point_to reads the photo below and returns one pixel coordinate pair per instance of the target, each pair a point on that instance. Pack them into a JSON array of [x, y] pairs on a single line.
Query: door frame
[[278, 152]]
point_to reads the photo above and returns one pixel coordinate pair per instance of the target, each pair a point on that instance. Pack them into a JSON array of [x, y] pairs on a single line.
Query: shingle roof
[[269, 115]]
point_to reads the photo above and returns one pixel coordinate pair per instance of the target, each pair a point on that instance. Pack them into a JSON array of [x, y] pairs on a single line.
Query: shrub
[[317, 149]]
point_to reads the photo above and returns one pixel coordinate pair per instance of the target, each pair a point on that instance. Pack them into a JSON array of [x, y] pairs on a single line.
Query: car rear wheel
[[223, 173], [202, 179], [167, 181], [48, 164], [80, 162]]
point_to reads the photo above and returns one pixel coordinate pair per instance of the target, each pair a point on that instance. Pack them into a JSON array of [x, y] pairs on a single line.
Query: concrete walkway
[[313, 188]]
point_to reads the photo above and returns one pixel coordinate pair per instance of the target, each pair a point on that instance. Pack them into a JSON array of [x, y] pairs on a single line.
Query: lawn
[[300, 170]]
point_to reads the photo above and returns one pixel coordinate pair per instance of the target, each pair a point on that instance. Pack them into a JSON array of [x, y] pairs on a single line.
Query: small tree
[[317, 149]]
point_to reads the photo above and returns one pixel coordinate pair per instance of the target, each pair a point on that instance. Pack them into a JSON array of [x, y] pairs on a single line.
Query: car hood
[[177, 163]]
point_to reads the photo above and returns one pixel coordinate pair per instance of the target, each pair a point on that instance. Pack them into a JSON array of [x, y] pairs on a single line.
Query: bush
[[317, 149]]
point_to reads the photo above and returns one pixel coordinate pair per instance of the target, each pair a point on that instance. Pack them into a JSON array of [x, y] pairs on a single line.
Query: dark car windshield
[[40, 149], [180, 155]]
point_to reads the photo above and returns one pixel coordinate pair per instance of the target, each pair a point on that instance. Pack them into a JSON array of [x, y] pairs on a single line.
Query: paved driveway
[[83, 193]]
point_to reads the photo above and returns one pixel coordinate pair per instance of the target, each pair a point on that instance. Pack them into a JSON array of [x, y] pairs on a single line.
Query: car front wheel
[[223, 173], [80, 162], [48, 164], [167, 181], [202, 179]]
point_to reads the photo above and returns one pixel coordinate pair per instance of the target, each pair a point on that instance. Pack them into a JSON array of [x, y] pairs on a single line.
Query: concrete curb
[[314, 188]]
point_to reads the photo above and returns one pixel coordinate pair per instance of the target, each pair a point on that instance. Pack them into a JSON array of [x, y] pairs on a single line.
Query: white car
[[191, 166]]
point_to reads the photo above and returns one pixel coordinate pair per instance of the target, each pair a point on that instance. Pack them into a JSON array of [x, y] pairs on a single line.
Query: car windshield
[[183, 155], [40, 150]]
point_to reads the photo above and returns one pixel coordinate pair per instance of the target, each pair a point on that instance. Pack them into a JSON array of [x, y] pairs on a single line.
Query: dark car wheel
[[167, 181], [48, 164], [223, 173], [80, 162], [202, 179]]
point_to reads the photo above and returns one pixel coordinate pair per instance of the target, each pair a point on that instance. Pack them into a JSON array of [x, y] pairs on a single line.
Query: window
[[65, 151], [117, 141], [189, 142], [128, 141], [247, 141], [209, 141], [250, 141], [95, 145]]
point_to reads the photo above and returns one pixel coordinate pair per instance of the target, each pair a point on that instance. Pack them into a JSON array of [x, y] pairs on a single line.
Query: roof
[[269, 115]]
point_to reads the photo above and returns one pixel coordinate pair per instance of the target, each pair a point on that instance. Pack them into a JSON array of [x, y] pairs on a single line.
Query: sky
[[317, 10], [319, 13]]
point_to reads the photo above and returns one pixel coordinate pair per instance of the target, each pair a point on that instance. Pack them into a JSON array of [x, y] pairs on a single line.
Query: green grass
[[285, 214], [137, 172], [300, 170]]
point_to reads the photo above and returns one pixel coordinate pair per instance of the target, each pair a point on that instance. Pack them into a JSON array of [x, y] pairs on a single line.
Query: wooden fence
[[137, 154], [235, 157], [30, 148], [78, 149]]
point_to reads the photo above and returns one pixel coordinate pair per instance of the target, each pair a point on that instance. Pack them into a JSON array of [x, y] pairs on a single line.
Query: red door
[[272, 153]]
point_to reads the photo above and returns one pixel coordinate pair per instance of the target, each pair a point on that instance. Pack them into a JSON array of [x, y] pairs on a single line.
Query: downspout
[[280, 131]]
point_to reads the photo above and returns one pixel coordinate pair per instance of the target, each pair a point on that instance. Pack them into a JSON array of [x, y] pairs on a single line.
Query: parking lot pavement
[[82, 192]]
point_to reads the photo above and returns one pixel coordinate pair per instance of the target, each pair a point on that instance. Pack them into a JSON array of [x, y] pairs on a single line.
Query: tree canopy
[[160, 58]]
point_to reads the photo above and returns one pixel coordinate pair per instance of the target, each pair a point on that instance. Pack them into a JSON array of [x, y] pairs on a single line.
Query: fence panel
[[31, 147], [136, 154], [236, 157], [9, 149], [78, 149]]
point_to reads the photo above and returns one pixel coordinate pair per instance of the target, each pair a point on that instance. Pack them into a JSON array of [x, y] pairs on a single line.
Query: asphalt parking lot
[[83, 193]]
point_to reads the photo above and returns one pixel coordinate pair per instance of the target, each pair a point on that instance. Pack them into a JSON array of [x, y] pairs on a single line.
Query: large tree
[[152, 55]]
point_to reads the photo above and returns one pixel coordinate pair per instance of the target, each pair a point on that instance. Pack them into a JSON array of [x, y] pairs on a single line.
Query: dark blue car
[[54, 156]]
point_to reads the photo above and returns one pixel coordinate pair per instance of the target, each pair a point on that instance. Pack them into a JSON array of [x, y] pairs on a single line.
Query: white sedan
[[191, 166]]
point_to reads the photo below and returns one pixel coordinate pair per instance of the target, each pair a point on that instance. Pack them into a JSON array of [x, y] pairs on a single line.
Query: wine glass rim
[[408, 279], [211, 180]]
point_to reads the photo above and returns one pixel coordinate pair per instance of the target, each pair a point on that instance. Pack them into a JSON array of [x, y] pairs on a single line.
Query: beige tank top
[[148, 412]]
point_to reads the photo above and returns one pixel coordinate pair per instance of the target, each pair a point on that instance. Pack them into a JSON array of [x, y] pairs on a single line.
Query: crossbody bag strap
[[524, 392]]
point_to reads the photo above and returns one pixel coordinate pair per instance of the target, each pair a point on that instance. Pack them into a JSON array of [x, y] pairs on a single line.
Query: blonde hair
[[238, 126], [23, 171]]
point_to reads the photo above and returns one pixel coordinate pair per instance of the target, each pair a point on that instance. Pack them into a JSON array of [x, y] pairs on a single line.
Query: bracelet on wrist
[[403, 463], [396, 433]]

== == ==

YOUR OBJECTIVE
Every record must be transcribed exactly as written.

WRITTEN SOLUTION
point_to reads the photo below and returns one pixel coordinate pair per instance of the target, each pair a point on that instance. Pack them into a JSON array of [x, y] pairs on a single line.
Query: door frame
[[278, 152]]
point_to reads the photo above and returns one pixel coordinate pair per instance of the target, each pair a point on that instance. Pack them into a JSON array of [x, y] pairs on a single line.
Query: shingle roof
[[269, 115]]
point_to reads the photo above and returns one pixel coordinate pair per instance of the target, each pair a point on that instance. Pack them into a JSON array of [x, y] pairs on a single line.
Query: shrub
[[317, 149]]
point_to reads the photo above and returns one pixel coordinate pair per instance of the target, each pair a point on that instance. Pack them into a JSON array of [x, y] pairs on a single line.
Query: car rear wheel
[[223, 173], [202, 179], [167, 181], [48, 164], [80, 162]]
point_to reads the photo above and returns one pixel coordinate pair per instance of the target, each pair a point on that instance. Pack them into a JSON array of [x, y] pairs on a single line.
Query: concrete walkway
[[313, 188]]
point_to reads the photo above and returns one pixel coordinate pair per instance of the target, each pair a point on that instance. Pack them into a JSON array of [x, y] pairs on a single line.
Query: lawn
[[300, 170]]
point_to reads the photo above and returns one pixel coordinate pair per instance of the target, each pair a point on that instance. Pack them into a JSON array of [x, y] pairs on a single line.
Query: small tree
[[317, 149]]
point_to reads the photo above and returns one pixel coordinate pair per instance of the target, each pair a point on that instance. Pack them into a JSON array of [x, y] pairs on a single line.
Query: car hood
[[177, 163]]
point_to reads the photo above and returns one pixel coordinate pair per instance of the target, each pair a point on that instance. Pack them into a JSON array of [x, y] pairs on a single line.
Query: bush
[[317, 149]]
point_to reads the photo above and returns one pixel coordinate pair per instance of the target, each pair a point on that instance. Pack them into a JSON array of [x, y] pairs on a single line.
Query: dark car windshield
[[40, 149], [180, 155]]
point_to reads the photo above and returns one pixel coordinate pair per instance of the target, each pair a point on that instance. Pack them into a JSON array of [x, y] pairs on a single line.
Query: paved driveway
[[83, 193]]
point_to reads the photo above and returns one pixel coordinate pair per instance of the target, each pair a point on that instance. Pack them into a JSON array of [x, y] pairs on a single line.
Query: car front wheel
[[223, 173], [80, 162], [48, 164], [167, 181], [202, 179]]
point_to reads the photo above and returns one pixel coordinate pair per instance of the target, each pair a point on that instance. Pack them into a JSON array of [x, y] pairs on a single line.
Query: concrete curb
[[314, 188]]
point_to reads the photo above and returns one pixel coordinate pair per instance of the target, each pair a point on that instance. Pack them into a JSON array of [x, y] pairs on a single line.
Query: white car
[[191, 166]]
point_to reads the photo above and returns one pixel coordinate pair per instance of the target, each pair a point on that instance. Pack them into a JSON array of [x, y] pairs on a single line.
Query: car windshield
[[183, 155], [40, 150]]
point_to reads the photo above and returns one pixel coordinate pair per instance of the target, each pair a point on that instance. Pack them into a JSON array of [x, y] pairs on a single line.
Query: dark car wheel
[[167, 181], [48, 164], [223, 173], [80, 162], [202, 179]]
point_to reads the photo above and returns one pixel coordinate pair per instance of the target, each pair a point on that instance. Pack them into a JSON array of [x, y] pairs on a single line.
Query: window
[[65, 151], [117, 141], [189, 142], [128, 141], [247, 141], [209, 141], [250, 141], [95, 145]]
point_to reads the photo above and returns one pixel coordinate pair per instance of the target, each pair a point on that instance. Pack them into a JSON array of [x, y] pairs on a single line.
Query: roof
[[269, 115]]
point_to reads the photo above and returns one pixel coordinate pair per instance of the target, each pair a point on that instance. Pack them into a JSON array of [x, y] pairs on a single line.
Query: sky
[[317, 10], [319, 13]]
point_to reads the photo above and returns one pixel coordinate pair per instance of the target, each pair a point on that instance. Pack them into a JSON array of [x, y] pairs on a single line.
Query: green grass
[[285, 214], [137, 172], [300, 170]]
point_to reads the photo above and returns one pixel coordinate pair per instance of the target, each pair a point on that instance. Pack them into a JSON array of [x, y] pairs on a single line.
Query: wooden fence
[[137, 154], [235, 157], [30, 148], [78, 149]]
point_to reads the photo above and returns one pixel coordinate pair per instance of the target, each pair a point on that instance. Pack them into a JSON array of [x, y] pairs on a single line.
Query: red door
[[272, 153]]
point_to reads the photo above and returns one pixel coordinate pair per instance of the target, each pair a point on that instance. Pack them into a JSON array of [x, y] pairs on a single line.
Query: downspout
[[280, 131]]
point_to reads the photo above and returns one pixel coordinate pair per instance of the target, each pair a point on that instance. Pack them into a JSON array of [x, y] pairs on a single line.
Query: parking lot pavement
[[82, 192]]
point_to reads the photo above and returns one pixel coordinate pair per instance of the target, each pair a point on that instance. Pack them into a JSON array of [x, y] pairs on a single line.
Query: tree canopy
[[160, 58]]
point_to reads the photo above and returns one pixel coordinate pair per instance of the target, each pair a point on that instance. Pack them into a JSON array of [x, y] pairs on a single line.
Query: fence panel
[[31, 147], [136, 154], [236, 157], [9, 149], [78, 149]]
point_to reads the photo above and returns one pixel coordinate pair per instance of the target, each pair a point on that instance. Pack them into a JSON array of [x, y] pairs on a single line.
Query: asphalt parking lot
[[83, 193]]
point_to reads the photo above and returns one pixel coordinate pair per instance of the target, each pair a point on that instance. Pack them into a JSON array of [x, y] pairs on a single line.
Query: large tree
[[152, 55]]
point_to reads the photo above and returns one pixel coordinate pair per instance of the target, each pair a point on that instance. Pack them into a JSON array of [x, y] pairs on a single line.
Query: dark blue car
[[54, 156]]
point_to reads the photo above and returns one pixel coordinate pair per instance of the target, each pair a point on that instance. Pack them into a JSON array of [x, y] pairs on a single line.
Query: white sedan
[[191, 166]]
point_to reads the photo below and returns one pixel coordinate pair per instance of the target, each pair a point on that instance. Pack them into a JSON array of [x, y] pairs on a single line.
Query: wine glass rim
[[408, 279], [211, 180]]
point_to reads the photo above and returns one pixel coordinate pair per instance of the target, each pair a point on that instance. Pack them into a JSON array of [x, y] pairs on a single line.
Query: beige tank top
[[148, 412]]
point_to reads the photo above and returns one pixel coordinate pair per instance of the target, each pair a point on that instance. Pack them into a JSON array of [x, y] pairs on a single line.
Query: crossbody bag strap
[[524, 392]]
point_to reads the photo above and returns one pixel coordinate pair per instance of the target, each pair a point on that instance. Pack them into a JSON array of [x, y] pairs on a single line.
Query: blonde hair
[[238, 126], [23, 171]]
point_to reads the photo above and returns one pixel coordinate pair per instance of the target, each pair a point on that instance. Pack them into a JSON array of [x, y] pairs on a single line.
Query: bracelet on wrist
[[403, 463], [396, 433]]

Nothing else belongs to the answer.